__WHAT IS BEING ASKED__
Starting at the top of the entries below, set down each line exactly as written, and stop after the line containing "In this annotation round, your target object is white ceramic".

EXTRACTED ENTRIES START

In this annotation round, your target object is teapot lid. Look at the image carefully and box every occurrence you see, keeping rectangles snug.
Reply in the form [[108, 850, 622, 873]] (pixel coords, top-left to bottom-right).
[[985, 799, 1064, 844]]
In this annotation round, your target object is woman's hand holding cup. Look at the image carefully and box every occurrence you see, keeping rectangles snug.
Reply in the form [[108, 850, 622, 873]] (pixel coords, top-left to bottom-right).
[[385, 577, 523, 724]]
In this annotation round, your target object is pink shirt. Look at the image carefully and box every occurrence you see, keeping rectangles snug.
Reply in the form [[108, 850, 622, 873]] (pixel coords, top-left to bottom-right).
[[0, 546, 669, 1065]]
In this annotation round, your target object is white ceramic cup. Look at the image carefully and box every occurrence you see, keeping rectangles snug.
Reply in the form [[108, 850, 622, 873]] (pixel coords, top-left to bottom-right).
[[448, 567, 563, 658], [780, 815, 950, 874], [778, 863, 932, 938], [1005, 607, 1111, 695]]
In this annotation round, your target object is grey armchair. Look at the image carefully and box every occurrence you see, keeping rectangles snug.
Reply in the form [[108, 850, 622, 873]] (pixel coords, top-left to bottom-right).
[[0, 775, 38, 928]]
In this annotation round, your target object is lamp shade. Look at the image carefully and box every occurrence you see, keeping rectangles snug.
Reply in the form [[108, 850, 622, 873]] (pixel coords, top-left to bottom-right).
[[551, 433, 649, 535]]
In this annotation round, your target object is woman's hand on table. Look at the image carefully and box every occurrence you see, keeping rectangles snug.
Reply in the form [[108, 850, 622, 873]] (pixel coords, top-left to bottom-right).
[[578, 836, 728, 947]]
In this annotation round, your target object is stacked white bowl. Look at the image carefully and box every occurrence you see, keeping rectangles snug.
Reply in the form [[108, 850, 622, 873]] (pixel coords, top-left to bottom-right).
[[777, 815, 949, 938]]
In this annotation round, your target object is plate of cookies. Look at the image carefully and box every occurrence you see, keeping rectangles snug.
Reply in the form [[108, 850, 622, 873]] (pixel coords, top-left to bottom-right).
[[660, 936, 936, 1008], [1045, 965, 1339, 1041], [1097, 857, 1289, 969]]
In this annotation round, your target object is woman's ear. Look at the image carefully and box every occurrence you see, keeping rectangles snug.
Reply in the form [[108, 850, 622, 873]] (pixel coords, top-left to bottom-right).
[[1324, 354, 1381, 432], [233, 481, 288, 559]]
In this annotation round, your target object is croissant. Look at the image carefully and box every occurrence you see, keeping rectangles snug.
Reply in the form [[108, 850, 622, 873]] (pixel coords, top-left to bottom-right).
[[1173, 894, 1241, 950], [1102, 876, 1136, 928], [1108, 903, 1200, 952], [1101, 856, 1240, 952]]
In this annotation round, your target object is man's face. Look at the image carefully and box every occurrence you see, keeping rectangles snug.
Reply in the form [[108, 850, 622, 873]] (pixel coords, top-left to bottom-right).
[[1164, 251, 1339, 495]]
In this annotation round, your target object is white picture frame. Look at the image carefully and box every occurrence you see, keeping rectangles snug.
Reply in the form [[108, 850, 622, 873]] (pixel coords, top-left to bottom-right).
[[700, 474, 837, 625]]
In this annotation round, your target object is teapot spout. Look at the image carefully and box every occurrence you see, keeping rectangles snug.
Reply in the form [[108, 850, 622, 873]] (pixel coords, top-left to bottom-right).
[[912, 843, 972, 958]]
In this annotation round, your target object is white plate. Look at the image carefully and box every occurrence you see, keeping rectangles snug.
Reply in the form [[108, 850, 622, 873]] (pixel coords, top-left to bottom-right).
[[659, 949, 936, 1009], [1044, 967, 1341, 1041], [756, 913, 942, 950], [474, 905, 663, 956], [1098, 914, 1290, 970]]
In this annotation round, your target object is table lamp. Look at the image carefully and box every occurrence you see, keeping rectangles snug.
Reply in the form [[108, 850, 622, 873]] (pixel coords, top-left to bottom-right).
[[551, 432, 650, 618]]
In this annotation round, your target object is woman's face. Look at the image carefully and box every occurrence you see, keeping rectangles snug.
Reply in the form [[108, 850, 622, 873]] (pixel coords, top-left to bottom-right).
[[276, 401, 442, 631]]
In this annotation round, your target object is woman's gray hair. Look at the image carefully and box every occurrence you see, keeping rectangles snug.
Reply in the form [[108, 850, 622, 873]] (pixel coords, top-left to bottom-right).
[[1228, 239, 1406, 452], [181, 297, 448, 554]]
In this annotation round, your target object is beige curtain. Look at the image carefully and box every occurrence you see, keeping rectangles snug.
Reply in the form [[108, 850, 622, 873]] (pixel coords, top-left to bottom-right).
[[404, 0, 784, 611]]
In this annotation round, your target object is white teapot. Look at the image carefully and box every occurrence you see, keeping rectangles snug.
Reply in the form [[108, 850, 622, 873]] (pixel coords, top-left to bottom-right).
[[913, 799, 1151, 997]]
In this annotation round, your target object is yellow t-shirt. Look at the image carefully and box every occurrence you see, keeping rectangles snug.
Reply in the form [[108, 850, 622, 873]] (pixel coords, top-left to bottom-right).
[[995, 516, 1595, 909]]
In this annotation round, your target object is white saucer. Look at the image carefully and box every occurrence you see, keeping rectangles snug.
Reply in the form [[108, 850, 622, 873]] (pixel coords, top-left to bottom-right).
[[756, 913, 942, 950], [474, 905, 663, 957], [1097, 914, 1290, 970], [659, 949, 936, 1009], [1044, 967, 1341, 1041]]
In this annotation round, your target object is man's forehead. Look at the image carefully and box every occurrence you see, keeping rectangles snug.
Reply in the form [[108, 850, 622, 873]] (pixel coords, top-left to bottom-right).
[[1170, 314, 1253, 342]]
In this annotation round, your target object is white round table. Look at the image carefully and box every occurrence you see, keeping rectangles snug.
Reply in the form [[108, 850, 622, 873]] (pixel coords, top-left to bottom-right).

EXTRACTED ENTRIES END

__REPLY__
In this annotation round, your target object is teapot lid. Look at the image carefully and box every occurrence you see, keeping rectangles snug.
Reply in the form [[108, 850, 622, 873]] (pixel coords, top-left to bottom-right).
[[985, 799, 1064, 844]]
In this annotation round, your target object is woman's hand holding cup. Look at the image carefully and box every occurrence you see, keeping rectangles snug.
Reply in the form [[108, 850, 622, 873]] (pixel coords, top-left to bottom-right).
[[385, 577, 523, 724]]
In this annotation round, your target object is pink shirt. Look at the image carefully and box every occurrence you see, keeping rectangles snug.
Reply in the form [[108, 850, 622, 873]] (pixel coords, top-left to bottom-right).
[[0, 546, 669, 1065]]
In this annotation round, your target object is white ceramic cup. Look at the image carefully and box every occurrence you see, keeping rectangles snug.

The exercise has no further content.